● **To be done**
(1) List the operations that the target failure proposal below gives as examples of what systemd is used for in OpenBMC.
(2) Answer these questions from the target failure proposal below:
(a) On what date was the design created?
(b) What is the path of the new file the diff adds?
(c) Which file is said to have a good summary of systemd and how it is used within OpenBMC?
begin Supplied text
OpenBMC systemd target failure logging

Design proposal to log error to phosphor-logging when critical systemd
targets fail

Change-Id: Iec08541360a38982d7a4dbce232fb559308150c6
Signed-off-by: Andrew Geissler <geissonator@yahoo.com>
diff --git a/designs/target-fail-monitoring.md b/designs/target-fail-monitoring.md
new file mode 100644
index 0000000..d73de9e
--- /dev/null
+++ b/designs/target-fail-monitoring.md
@@ -0,0 +1,141 @@
+# Monitoring and Logging OpenBMC Systemd Target Failures
+
+Author: Andrew Geissler
+  < geissonator >
+
+  Primary assignee: Andrew Geissler
+
+  Created: June 18, 2019
+
+## Problem Description
+
+OpenBMC uses systemd to coordinate the starting and stopping of its
+applications. For example, systemd is used to start all of OpenBMC's initial
+services, to power on and off the servers it manages, and to perform operations
+like firmware updates.
+
+[openbmc-systemd.md][1] has a good summary of systemd and the basics of how
+it is used within OpenBMC.
end Supplied text
begin Recorded information
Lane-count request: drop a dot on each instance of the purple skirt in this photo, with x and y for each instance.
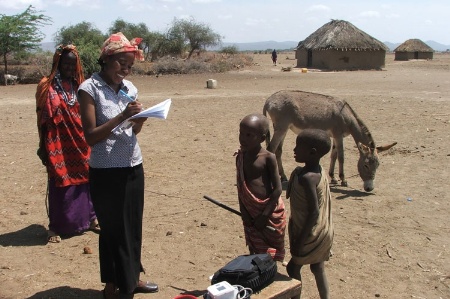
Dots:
(70, 209)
end Recorded information
● **Task-by-task results**
(1)
- Starting all of OpenBMC's initial services
- Powering on and off the servers it manages
- Performing operations like firmware updates

(2)
(a) June 18, 2019
(b) designs/target-fail-monitoring.md
(c) openbmc-systemd.md